▶ **EXERCISE GOAL**: From the records below, print exactly the lines starting at the one containing "For each <instance>" and ending at the one containing "box: [108, 107, 418, 275]", ends included, and nothing else.

Recorded data:
#####

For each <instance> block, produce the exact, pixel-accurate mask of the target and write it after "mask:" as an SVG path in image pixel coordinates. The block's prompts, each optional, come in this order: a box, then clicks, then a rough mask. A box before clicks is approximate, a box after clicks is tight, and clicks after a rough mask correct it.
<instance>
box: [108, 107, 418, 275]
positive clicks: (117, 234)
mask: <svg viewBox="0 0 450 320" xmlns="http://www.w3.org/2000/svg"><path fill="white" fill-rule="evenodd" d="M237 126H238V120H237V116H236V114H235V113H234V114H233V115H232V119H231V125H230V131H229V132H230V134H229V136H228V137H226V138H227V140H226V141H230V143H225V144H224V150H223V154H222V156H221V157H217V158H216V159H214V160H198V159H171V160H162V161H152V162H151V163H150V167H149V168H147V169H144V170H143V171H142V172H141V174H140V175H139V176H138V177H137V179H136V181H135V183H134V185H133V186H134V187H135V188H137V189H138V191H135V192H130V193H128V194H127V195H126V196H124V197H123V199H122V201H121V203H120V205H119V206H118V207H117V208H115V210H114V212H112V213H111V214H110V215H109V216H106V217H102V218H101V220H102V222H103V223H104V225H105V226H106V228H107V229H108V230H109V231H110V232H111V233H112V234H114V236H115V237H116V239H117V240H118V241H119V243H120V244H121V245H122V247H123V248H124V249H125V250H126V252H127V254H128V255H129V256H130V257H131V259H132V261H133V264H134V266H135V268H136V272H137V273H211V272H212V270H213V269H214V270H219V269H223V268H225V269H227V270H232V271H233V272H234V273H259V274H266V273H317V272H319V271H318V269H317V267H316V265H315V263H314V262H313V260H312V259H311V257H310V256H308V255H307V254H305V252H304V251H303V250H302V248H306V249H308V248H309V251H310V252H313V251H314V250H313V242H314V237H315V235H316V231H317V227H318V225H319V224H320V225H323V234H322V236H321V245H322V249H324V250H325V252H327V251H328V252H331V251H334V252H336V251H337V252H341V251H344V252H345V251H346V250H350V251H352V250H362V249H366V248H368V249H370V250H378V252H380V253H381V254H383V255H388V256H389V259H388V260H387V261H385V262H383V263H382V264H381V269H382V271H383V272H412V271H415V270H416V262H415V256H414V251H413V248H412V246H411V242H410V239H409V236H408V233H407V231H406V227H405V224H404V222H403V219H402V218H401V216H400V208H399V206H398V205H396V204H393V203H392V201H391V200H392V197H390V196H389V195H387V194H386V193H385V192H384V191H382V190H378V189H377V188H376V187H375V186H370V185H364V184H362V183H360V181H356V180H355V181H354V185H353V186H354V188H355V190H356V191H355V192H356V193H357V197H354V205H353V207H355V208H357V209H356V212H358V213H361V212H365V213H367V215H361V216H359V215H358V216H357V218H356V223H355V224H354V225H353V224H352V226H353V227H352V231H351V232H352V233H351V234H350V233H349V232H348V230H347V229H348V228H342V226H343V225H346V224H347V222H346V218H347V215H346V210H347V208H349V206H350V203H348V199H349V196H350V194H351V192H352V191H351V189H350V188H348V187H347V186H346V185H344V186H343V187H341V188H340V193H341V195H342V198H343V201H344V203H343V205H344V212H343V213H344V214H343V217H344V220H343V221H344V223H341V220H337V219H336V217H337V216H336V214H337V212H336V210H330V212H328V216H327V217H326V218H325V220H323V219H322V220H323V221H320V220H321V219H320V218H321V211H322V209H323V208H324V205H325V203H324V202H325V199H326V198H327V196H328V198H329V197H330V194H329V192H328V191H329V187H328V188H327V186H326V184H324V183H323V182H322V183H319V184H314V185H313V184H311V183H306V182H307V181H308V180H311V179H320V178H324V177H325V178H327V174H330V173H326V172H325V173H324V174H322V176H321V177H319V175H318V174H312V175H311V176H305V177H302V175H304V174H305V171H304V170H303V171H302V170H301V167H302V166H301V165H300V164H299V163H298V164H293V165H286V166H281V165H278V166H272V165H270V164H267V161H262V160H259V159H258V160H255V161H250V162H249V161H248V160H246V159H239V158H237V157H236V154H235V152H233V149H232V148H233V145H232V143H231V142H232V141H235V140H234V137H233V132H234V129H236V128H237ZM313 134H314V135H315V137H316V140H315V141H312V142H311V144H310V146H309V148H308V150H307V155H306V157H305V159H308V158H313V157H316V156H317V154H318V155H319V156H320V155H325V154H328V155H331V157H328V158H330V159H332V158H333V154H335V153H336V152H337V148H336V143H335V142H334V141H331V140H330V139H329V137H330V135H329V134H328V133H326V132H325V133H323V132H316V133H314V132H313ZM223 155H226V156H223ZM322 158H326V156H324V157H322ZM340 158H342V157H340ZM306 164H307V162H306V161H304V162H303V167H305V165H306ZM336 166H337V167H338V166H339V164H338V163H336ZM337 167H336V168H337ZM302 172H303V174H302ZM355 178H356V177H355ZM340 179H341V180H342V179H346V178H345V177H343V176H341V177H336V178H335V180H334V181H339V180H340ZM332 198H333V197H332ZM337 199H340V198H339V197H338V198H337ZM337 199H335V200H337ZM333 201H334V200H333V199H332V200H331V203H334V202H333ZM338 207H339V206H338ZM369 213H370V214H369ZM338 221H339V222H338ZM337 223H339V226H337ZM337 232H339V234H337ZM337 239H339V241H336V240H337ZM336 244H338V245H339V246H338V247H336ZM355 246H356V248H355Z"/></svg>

#####

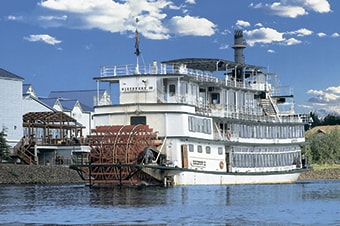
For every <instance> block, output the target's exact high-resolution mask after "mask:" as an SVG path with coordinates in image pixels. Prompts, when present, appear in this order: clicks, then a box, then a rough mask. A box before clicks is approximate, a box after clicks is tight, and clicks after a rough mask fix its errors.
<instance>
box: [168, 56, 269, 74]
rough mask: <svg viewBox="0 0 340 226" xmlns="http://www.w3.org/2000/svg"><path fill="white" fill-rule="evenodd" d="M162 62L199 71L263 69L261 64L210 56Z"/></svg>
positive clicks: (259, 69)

#####

▶ **RESULT FOR THIS EXERCISE**:
For each <instance> block, produce the exact, pixel-accurate mask of the target and write it after "mask:" as an SVG path in image pixel coordinates. The block's prompts, each optional, come in this order: a box, then clicks, then a rough mask. A box before clicks is approximate, a box after clicks is tight, and clicks after a rough mask correct it.
<instance>
box: [108, 107, 418, 275]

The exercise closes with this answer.